___ Texto da página ___

O que fica é o conjunto da obra, acima do bem e do mal. Fica também o que Ronaldo define como uma "tristeza sem fim". Depois que soube da morte dele, fiquei repensando o ofício da moda, que nos dá brilho, nos dá a miragem da eterna juventude, a possibilidade de se renovar a cada estação", diz. Em Londres entre 1994 e 1995, Ronaldo ficou impressionado com uma cena em um documentário ("sobre YSL ou sobre maisons de alta costura, não me lembro"): YSL arrumava uma modelo na prova de roupa e a dispensava rapidamente num 'tudo bem, vai assim mesmo'. "Achei melancólico, ele deprimido, e comecei a pensar no que seria o meu último desfile, na última peça, na manhã do dia seguinte."
(Ronaldo tem 12 anos de marca. Faz o próximo desfile no SPFW, dia 21, sábado. Clô tem três décadas de estrada e entregou a direção de criação da Huis Clos à Sara Kawasaki - embora esteja todos os dias na fábrica, na Barra Funda, acompanhando provas. "Meu olhar está cansado para muitas tendências e para a Sara tudo é mais novo. Ela traz leveza ao mesmo tempo que entende o refinamento da marca", define Clô, que desfila no dia 19 e no dia 22 vê a estréia da Maria Garcia, irmã mocinha da Clos, estrear na semana de moda de São Paulo.)

___

[Tarefas]:
1. Diga se cada afirmação concorda com o texto sobre Ronaldo e Clô, respondendo sim ou não e citando as palavras do texto que decidem: (a) Ronaldo esteve em Londres entre 1994 e 1995; (b) Clô deixou de frequentar a fábrica da Huis Clos; (c) o próximo desfile de Ronaldo no SPFW será no dia 19.
2. Escreva a continuação do texto sobre Ronaldo e Clô, começando logo depois da última frase.

___ Material fornecido ___

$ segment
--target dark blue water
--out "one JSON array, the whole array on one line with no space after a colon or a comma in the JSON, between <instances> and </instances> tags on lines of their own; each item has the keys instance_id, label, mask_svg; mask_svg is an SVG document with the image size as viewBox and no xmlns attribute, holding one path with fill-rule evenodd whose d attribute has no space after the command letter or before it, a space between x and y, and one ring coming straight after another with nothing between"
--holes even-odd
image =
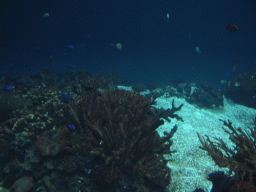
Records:
<instances>
[{"instance_id":1,"label":"dark blue water","mask_svg":"<svg viewBox=\"0 0 256 192\"><path fill-rule=\"evenodd\" d=\"M255 70L253 0L13 0L1 9L0 77L75 66L116 70L133 83L180 78L220 86ZM122 51L111 43L121 43Z\"/></svg>"}]
</instances>

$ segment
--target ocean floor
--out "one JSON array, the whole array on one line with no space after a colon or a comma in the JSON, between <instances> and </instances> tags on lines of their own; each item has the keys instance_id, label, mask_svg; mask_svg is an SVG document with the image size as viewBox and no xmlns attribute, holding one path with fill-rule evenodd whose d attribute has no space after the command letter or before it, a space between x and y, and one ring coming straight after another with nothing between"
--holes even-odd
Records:
<instances>
[{"instance_id":1,"label":"ocean floor","mask_svg":"<svg viewBox=\"0 0 256 192\"><path fill-rule=\"evenodd\" d=\"M230 120L234 127L240 127L243 130L252 127L252 118L256 115L256 110L242 105L234 104L225 99L224 108L216 110L199 109L185 101L185 99L170 97L157 98L155 107L172 108L172 100L175 106L184 104L182 109L176 114L183 118L184 122L170 119L171 122L165 121L164 125L157 130L162 136L164 131L170 131L177 124L177 132L172 137L173 145L171 150L177 150L172 154L168 166L172 170L172 182L169 187L171 192L192 192L196 188L202 188L206 192L210 192L212 183L207 180L209 173L213 171L225 171L227 168L220 168L215 165L206 151L199 148L201 143L196 132L201 136L208 135L210 137L222 138L230 148L234 145L229 140L229 135L222 129L222 120Z\"/></svg>"}]
</instances>

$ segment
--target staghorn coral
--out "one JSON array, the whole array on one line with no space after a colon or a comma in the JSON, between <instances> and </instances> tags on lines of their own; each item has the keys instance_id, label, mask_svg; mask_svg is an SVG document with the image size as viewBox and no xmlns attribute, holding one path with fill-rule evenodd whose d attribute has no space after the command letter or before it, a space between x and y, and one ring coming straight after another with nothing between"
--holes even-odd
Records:
<instances>
[{"instance_id":1,"label":"staghorn coral","mask_svg":"<svg viewBox=\"0 0 256 192\"><path fill-rule=\"evenodd\" d=\"M256 119L253 120L254 128L250 128L250 133L241 128L234 128L230 121L221 121L228 128L223 130L230 135L229 139L236 145L234 150L229 149L220 138L214 138L217 141L214 142L208 136L204 139L197 133L203 145L200 148L207 151L219 167L228 167L229 175L234 171L235 177L239 180L237 183L248 181L252 184L256 174ZM236 191L242 186L237 183L231 187L231 191Z\"/></svg>"},{"instance_id":2,"label":"staghorn coral","mask_svg":"<svg viewBox=\"0 0 256 192\"><path fill-rule=\"evenodd\" d=\"M65 114L76 130L66 149L94 156L93 178L101 187L164 188L171 180L164 154L172 153L177 126L160 137L156 129L163 121L150 108L150 101L134 92L85 92L78 104L67 105Z\"/></svg>"}]
</instances>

___

[Problemas resolvidos]:
1.
(a) Sim: "Em Londres entre 1994 e 1995, Ronaldo ficou impressionado com uma cena em um documentário".
(b) Não: "embora esteja todos os dias na fábrica, na Barra Funda, acompanhando provas".
(c) Não: "Faz o próximo desfile no SPFW, dia 21, sábado."

2.
A força de YSL estava na evolução, mais do que na revolução. No Zeitgeist, em saber respirar l´air des temps. Em desrespeitar respeitando. É seu legado na mais perfeita das embalagens - vistas pela última vez em conjunto, inclusive uma sequência imensa de smokings, às 20h36 de uma terça-feira, quando as portas de espelho deslizaram no fim da passarela e fecharam 40 anos de moda.
ps. Passagem para Montreal? Vá ao Museu de Belas Artes, Pavillon Michal et Renata Horstein (1379, rue Sherbrooke Ouest) para ver a exposição Yves Saint Laurent Style até o dia 29 de setembro.
ps 2. Docs? Yves Saint Laurent - His Life and Times e 5 Avenue Marceau 75116 Paris - ambos do diretor David Tebould à venda na amazon.com por 20 dólares.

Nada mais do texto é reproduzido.